◆ Information shown ◆
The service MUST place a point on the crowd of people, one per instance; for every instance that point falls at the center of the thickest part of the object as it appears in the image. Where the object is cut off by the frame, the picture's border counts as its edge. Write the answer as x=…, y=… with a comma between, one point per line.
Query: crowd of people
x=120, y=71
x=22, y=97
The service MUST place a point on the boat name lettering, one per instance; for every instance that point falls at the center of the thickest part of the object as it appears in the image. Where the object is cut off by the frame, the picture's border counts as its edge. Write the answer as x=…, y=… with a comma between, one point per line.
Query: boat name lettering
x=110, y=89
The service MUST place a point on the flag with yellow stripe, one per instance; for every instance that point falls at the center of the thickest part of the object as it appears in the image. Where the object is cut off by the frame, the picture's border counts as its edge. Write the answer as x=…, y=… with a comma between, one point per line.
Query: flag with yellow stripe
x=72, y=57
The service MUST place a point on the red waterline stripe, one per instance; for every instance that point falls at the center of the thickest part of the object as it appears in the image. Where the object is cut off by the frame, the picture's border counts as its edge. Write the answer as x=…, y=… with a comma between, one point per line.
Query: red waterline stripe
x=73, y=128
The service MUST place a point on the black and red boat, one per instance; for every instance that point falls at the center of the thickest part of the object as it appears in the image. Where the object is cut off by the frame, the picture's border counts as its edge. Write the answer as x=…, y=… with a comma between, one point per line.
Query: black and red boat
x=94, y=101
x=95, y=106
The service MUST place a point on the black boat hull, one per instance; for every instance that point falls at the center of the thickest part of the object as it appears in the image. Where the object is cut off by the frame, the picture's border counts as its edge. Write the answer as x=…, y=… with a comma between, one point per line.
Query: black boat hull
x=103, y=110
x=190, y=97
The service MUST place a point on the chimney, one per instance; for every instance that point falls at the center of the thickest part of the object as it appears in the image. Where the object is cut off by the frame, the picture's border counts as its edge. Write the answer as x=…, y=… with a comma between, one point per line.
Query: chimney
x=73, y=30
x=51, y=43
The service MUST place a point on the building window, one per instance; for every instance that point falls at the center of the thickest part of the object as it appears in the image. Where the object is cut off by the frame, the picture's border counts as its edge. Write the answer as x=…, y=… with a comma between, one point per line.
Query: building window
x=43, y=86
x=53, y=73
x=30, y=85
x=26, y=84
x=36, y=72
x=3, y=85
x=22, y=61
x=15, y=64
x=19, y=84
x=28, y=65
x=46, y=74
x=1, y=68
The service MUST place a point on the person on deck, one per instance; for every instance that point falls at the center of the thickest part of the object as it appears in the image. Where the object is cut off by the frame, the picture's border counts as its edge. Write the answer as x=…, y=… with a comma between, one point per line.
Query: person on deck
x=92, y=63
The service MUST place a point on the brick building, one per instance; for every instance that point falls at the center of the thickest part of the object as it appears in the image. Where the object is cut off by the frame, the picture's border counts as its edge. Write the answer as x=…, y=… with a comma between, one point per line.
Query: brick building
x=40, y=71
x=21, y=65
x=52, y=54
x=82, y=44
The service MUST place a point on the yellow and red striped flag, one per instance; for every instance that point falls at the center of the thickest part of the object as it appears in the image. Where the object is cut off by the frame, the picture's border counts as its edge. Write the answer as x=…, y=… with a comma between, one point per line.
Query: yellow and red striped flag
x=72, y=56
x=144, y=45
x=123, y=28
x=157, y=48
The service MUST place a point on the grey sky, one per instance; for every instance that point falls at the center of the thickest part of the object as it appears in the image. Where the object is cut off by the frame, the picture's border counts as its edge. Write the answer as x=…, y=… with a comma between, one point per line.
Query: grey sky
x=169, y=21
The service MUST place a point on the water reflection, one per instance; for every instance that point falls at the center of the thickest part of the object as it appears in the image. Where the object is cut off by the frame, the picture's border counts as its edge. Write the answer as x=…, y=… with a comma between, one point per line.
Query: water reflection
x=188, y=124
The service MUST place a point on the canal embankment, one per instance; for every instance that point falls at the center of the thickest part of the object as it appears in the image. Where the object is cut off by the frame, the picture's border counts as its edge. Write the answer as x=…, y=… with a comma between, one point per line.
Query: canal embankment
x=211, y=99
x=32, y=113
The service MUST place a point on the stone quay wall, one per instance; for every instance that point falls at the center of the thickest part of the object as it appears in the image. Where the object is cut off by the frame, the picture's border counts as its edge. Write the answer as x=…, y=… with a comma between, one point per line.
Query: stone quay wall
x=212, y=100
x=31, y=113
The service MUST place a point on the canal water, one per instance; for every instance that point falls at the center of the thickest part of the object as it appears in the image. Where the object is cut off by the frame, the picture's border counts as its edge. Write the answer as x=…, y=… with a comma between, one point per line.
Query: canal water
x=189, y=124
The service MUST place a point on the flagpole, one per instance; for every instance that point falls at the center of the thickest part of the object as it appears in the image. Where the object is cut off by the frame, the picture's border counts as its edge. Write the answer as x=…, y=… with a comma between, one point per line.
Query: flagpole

◆ Aim of the exercise ◆
Wherever the string "flagpole" shows up in the material, copy the line that holds it.

◆ Worked solution ◆
The service MUST place a point on the flagpole, one per instance; for every instance that point falls at the center of the thickest part of the object as it appears in the image. Where the object is cut off by the frame, the picture's border counts as its edge. Write the answer as x=…, y=… with a comma between, one point per line.
Query: flagpole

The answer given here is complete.